### [Wat wordt verwacht]
Schrijf de regels van de gegevens letterlijk over, van de regel met "eye-ring in the live frame." tot en met de regel met "1046, 0, 1200, 107".

### [Getoonde gegevens]
____________________
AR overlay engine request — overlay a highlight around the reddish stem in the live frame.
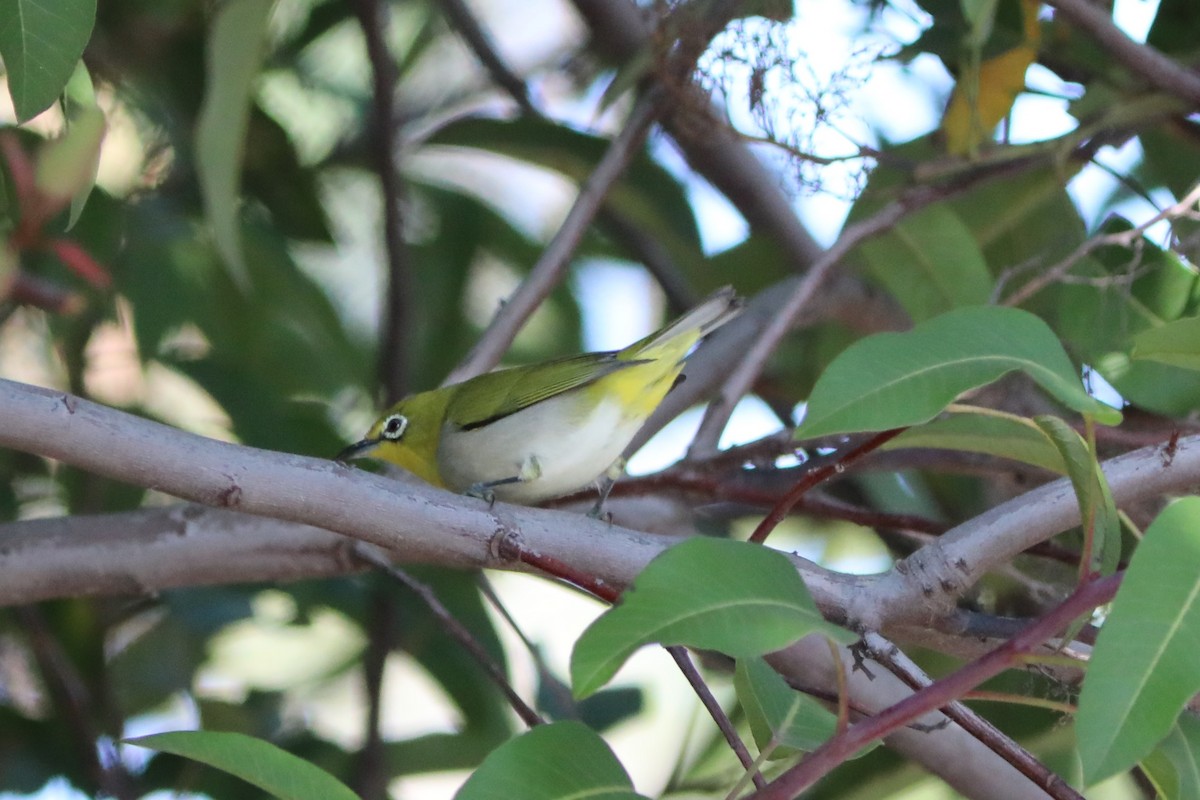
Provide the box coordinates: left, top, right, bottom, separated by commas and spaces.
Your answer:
746, 572, 1123, 800
749, 428, 906, 545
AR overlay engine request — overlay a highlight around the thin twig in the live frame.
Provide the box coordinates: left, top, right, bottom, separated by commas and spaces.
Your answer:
863, 633, 1084, 800
666, 645, 767, 789
478, 572, 578, 716
442, 0, 698, 313
1003, 184, 1200, 306
1046, 0, 1200, 106
750, 428, 905, 543
748, 573, 1123, 800
353, 0, 413, 403
354, 542, 545, 728
688, 181, 947, 459
445, 92, 658, 385
14, 606, 137, 800
354, 587, 395, 800
438, 0, 541, 116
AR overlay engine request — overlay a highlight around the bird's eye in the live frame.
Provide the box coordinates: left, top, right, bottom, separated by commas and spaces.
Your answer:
379, 414, 408, 441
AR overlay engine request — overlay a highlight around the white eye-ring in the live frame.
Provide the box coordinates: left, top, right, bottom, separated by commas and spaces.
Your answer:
379, 414, 408, 441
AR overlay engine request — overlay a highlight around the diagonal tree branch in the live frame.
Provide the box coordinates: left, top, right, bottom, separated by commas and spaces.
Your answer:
0, 380, 1200, 798
444, 94, 658, 385
1046, 0, 1200, 107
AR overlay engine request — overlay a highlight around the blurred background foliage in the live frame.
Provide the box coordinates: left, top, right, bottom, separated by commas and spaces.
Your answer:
0, 0, 1200, 799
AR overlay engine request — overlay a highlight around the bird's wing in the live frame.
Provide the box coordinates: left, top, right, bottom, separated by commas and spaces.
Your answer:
446, 353, 642, 431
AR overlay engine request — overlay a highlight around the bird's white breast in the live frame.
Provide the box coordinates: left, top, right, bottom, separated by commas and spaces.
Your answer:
438, 392, 643, 503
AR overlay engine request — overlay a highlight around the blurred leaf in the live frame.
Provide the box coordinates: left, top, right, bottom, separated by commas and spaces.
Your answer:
1060, 217, 1200, 362
1140, 714, 1200, 800
1034, 416, 1121, 578
196, 0, 271, 283
108, 587, 254, 716
244, 107, 336, 243
942, 0, 1042, 156
1075, 498, 1200, 784
62, 61, 100, 230
576, 684, 646, 730
882, 407, 1067, 474
1096, 354, 1200, 416
0, 0, 96, 122
1133, 317, 1200, 369
796, 306, 1121, 438
851, 203, 992, 323
126, 730, 358, 800
37, 106, 106, 207
1146, 0, 1200, 58
455, 722, 646, 800
428, 118, 704, 277
733, 658, 838, 759
1137, 124, 1200, 203
571, 539, 854, 697
0, 704, 81, 794
955, 163, 1087, 275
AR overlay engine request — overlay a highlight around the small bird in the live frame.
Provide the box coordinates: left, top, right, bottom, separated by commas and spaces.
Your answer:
337, 287, 740, 512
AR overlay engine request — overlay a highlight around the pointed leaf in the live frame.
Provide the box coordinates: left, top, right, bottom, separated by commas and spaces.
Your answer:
1133, 317, 1200, 369
1075, 497, 1200, 784
1141, 714, 1200, 800
796, 306, 1121, 438
0, 0, 96, 122
882, 407, 1067, 475
856, 204, 992, 321
126, 730, 358, 800
1034, 416, 1121, 575
196, 0, 271, 283
733, 658, 838, 759
571, 539, 854, 697
455, 722, 644, 800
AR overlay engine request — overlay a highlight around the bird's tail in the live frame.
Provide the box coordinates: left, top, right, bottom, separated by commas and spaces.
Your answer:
619, 287, 742, 359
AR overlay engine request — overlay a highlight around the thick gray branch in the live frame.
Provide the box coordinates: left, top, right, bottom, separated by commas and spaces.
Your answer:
0, 380, 854, 608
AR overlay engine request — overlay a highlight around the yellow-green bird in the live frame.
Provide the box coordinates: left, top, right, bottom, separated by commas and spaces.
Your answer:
337, 287, 740, 504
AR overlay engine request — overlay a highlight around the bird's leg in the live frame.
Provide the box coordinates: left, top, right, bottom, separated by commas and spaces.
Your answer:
588, 458, 625, 522
464, 456, 541, 507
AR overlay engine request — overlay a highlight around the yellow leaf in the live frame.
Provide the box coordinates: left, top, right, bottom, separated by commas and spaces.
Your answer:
942, 0, 1042, 156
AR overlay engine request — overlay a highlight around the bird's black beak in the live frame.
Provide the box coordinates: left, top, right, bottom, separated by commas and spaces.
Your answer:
334, 439, 379, 464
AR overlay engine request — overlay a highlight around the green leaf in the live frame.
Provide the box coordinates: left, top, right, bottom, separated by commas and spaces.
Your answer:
882, 408, 1067, 475
455, 722, 644, 800
860, 204, 992, 321
1034, 416, 1121, 575
1133, 317, 1200, 369
428, 118, 706, 277
126, 730, 358, 800
1141, 714, 1200, 800
1075, 497, 1200, 784
62, 61, 99, 230
796, 306, 1121, 438
36, 106, 106, 209
0, 0, 96, 122
196, 0, 271, 283
571, 539, 854, 697
733, 658, 838, 759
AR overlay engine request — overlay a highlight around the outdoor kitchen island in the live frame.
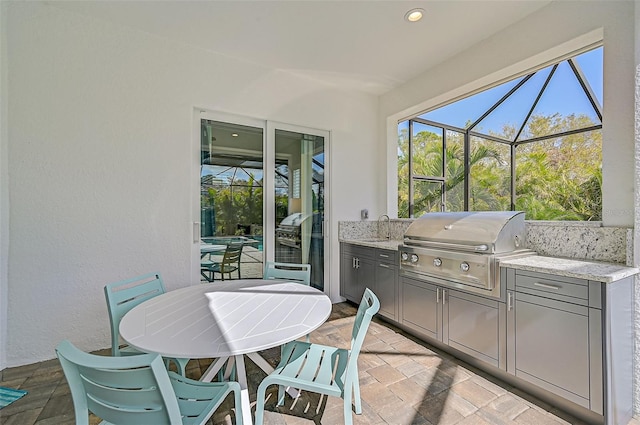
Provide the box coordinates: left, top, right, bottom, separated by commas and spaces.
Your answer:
341, 235, 638, 424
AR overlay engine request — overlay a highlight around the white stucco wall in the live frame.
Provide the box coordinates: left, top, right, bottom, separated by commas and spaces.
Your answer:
0, 2, 379, 367
379, 1, 637, 227
0, 2, 9, 370
379, 1, 640, 414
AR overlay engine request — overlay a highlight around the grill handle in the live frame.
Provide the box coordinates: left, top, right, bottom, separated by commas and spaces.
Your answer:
404, 238, 489, 252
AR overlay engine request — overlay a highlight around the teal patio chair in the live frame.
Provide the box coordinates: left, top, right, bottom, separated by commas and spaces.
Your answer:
264, 261, 311, 286
256, 288, 380, 425
104, 273, 189, 376
200, 242, 244, 282
56, 340, 242, 425
263, 261, 311, 342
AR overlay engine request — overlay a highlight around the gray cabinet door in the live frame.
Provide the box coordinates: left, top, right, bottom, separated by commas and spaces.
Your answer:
512, 292, 590, 408
354, 257, 376, 304
443, 290, 506, 370
401, 277, 442, 340
340, 244, 375, 304
340, 252, 360, 302
374, 261, 398, 320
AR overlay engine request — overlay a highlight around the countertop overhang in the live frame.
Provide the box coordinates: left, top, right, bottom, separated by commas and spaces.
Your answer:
340, 239, 640, 283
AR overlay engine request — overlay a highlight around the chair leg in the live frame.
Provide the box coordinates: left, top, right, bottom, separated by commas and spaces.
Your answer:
342, 385, 353, 425
231, 382, 243, 425
278, 385, 284, 406
254, 381, 269, 425
349, 370, 362, 415
172, 359, 189, 377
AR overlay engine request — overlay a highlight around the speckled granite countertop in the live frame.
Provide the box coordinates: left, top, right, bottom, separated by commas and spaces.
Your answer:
500, 255, 640, 283
340, 239, 640, 283
340, 238, 402, 251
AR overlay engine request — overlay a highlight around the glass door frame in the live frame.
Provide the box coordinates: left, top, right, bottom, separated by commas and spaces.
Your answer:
190, 108, 332, 294
264, 121, 331, 295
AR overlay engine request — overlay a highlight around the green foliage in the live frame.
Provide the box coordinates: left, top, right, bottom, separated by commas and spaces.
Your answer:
200, 174, 263, 236
398, 114, 602, 221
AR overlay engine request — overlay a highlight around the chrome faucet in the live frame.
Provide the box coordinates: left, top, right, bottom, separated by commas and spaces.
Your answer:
378, 214, 391, 241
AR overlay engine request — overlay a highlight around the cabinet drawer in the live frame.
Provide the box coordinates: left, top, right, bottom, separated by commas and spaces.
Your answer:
376, 249, 398, 264
342, 244, 376, 259
516, 272, 589, 302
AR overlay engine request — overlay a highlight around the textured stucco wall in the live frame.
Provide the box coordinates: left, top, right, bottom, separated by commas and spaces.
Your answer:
0, 2, 378, 367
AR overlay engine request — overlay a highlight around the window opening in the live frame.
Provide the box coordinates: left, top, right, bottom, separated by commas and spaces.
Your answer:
398, 47, 603, 220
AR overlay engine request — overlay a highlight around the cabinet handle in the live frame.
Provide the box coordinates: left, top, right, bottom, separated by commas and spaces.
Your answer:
533, 282, 560, 291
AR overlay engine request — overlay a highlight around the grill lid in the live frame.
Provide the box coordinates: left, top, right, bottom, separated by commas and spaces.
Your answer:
404, 211, 526, 254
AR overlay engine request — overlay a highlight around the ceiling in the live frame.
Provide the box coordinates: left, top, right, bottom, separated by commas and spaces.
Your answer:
46, 0, 552, 94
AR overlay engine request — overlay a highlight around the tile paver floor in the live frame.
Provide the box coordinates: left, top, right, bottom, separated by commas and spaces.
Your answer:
0, 303, 640, 425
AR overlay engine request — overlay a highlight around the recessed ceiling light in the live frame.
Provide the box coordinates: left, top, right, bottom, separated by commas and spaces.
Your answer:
404, 8, 424, 22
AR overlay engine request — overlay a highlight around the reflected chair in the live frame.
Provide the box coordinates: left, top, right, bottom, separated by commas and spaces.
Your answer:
56, 340, 242, 425
200, 242, 244, 282
263, 261, 311, 342
255, 288, 380, 425
264, 261, 311, 286
104, 273, 189, 376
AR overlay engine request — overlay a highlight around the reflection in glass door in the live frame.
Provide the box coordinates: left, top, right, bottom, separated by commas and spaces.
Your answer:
274, 129, 325, 290
200, 119, 264, 281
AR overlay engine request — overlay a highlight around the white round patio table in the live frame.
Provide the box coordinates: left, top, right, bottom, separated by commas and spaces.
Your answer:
120, 279, 331, 424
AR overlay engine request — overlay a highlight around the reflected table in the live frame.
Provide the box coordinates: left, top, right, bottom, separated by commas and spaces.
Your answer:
200, 243, 227, 258
120, 279, 331, 424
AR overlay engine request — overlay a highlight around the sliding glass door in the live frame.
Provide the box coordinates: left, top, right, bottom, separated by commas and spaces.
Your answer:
270, 124, 326, 289
200, 119, 264, 281
194, 111, 329, 290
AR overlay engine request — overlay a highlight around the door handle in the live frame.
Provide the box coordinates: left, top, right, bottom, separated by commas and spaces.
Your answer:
533, 282, 560, 291
193, 221, 200, 243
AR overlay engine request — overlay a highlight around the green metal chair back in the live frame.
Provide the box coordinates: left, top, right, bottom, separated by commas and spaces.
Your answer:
205, 242, 244, 281
56, 340, 242, 425
255, 288, 380, 425
104, 273, 189, 376
104, 273, 165, 356
264, 261, 311, 286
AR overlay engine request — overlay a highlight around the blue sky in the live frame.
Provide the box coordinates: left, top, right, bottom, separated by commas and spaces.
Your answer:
421, 47, 602, 137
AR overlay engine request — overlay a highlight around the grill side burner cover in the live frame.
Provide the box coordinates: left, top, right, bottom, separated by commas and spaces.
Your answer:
404, 211, 526, 254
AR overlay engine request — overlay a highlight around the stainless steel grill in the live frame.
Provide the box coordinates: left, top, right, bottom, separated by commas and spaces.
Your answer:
400, 211, 535, 298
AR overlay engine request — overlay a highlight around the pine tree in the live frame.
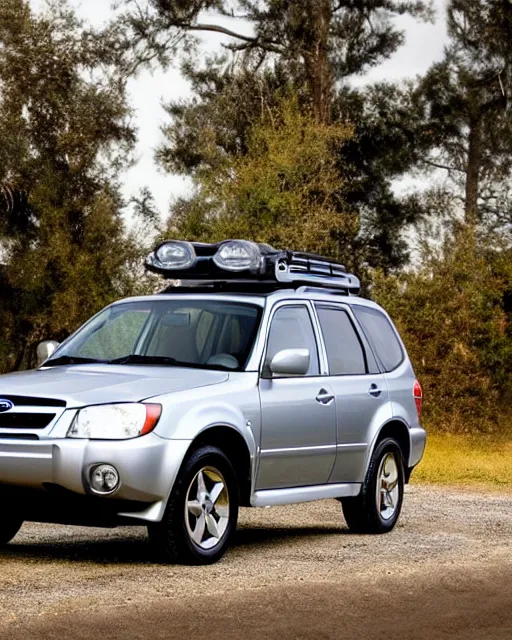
____________________
### [Uitvoer deze taak]
AR overlay engine request — overlay a highlight around the white eye-ring in the live frame.
Provide the box coordinates: left, top, right, bottom, separated by commas and spaces.
Your answer:
379, 414, 408, 441
AR overlay engine request — overlay a highlight around the diagonal tree branch in the live frame.
Provide the box coordinates: left, top, right, bottom, separated by commas and spaces.
Your answer:
0, 380, 1200, 798
444, 94, 658, 385
1046, 0, 1200, 107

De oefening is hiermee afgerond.